### EXERCISE:
Extract every line of the records that contains the string "edge", matching case exactly.

─── SOURCE RECORDS

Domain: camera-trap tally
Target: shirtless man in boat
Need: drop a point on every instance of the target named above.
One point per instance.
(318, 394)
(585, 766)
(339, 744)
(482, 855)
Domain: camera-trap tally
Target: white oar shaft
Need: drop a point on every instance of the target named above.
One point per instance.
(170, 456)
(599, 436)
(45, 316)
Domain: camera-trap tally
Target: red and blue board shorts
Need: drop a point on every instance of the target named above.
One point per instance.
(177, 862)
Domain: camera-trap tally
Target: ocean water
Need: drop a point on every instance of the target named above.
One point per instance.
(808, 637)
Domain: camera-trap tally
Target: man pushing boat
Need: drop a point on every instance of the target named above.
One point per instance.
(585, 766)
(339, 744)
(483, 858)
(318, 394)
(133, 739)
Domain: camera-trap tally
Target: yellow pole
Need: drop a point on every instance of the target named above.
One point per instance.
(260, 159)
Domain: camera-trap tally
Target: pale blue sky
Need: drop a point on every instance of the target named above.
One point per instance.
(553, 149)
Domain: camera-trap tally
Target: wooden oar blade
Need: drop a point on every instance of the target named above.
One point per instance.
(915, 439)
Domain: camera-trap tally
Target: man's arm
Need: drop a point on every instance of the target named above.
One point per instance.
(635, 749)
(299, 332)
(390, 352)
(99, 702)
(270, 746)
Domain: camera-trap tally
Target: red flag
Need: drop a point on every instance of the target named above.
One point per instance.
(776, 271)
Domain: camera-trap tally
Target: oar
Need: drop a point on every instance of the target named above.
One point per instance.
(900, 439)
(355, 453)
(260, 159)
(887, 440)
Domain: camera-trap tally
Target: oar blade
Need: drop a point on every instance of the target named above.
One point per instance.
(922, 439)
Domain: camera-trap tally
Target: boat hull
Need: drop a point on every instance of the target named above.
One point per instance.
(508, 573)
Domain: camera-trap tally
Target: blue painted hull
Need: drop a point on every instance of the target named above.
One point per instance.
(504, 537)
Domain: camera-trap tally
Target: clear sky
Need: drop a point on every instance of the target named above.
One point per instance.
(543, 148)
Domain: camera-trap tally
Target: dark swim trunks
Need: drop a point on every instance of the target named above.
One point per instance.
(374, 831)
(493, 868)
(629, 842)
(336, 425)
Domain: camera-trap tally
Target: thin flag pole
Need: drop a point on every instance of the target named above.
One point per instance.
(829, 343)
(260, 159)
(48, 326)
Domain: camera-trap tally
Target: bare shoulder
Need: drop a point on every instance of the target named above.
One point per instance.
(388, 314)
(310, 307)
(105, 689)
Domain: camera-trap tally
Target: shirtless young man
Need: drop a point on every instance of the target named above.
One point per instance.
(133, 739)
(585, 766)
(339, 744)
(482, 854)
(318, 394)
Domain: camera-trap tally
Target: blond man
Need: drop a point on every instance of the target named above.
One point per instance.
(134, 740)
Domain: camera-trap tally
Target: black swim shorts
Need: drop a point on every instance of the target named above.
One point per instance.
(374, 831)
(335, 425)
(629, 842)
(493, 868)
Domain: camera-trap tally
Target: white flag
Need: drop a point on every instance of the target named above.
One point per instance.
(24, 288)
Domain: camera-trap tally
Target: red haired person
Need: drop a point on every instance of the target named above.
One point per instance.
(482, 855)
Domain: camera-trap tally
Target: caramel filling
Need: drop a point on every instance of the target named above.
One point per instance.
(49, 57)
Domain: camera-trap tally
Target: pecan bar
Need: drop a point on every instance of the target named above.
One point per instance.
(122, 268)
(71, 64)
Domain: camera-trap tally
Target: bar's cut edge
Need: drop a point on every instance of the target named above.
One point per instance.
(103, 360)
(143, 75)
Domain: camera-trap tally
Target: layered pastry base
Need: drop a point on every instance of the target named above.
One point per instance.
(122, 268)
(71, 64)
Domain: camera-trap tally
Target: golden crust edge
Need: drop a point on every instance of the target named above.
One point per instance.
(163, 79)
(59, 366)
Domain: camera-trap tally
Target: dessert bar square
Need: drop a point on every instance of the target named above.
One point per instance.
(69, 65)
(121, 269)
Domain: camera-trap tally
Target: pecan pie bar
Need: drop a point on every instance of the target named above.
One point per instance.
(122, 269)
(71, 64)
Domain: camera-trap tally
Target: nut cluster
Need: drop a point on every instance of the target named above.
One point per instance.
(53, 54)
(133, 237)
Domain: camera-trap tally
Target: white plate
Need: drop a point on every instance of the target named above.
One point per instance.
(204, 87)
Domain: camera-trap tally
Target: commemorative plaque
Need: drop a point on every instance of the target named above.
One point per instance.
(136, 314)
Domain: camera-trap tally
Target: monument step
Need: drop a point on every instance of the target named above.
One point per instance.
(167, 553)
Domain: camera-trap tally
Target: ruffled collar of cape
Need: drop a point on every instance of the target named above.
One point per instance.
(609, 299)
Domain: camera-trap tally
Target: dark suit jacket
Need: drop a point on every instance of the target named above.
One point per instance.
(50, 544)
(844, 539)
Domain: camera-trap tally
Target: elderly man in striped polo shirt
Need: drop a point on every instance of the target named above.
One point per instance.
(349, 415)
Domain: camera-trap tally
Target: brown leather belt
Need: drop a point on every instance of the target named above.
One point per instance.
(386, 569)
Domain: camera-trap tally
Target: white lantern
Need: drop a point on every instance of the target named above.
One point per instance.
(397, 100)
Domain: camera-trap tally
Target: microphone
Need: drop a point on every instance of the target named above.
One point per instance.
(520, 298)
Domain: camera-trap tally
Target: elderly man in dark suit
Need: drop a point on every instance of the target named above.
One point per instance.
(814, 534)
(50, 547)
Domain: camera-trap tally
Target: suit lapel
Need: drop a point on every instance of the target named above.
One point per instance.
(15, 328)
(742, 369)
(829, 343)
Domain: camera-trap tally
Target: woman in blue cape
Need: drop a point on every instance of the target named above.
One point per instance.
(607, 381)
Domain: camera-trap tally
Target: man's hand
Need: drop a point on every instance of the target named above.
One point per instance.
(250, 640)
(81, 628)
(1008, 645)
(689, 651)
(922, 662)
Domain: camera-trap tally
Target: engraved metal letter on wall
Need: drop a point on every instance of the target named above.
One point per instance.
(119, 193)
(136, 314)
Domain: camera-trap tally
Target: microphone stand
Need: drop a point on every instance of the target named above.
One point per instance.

──────

### RESPONSE TO THE TASK:
Target: bar's cut edge
Target: golden crust edge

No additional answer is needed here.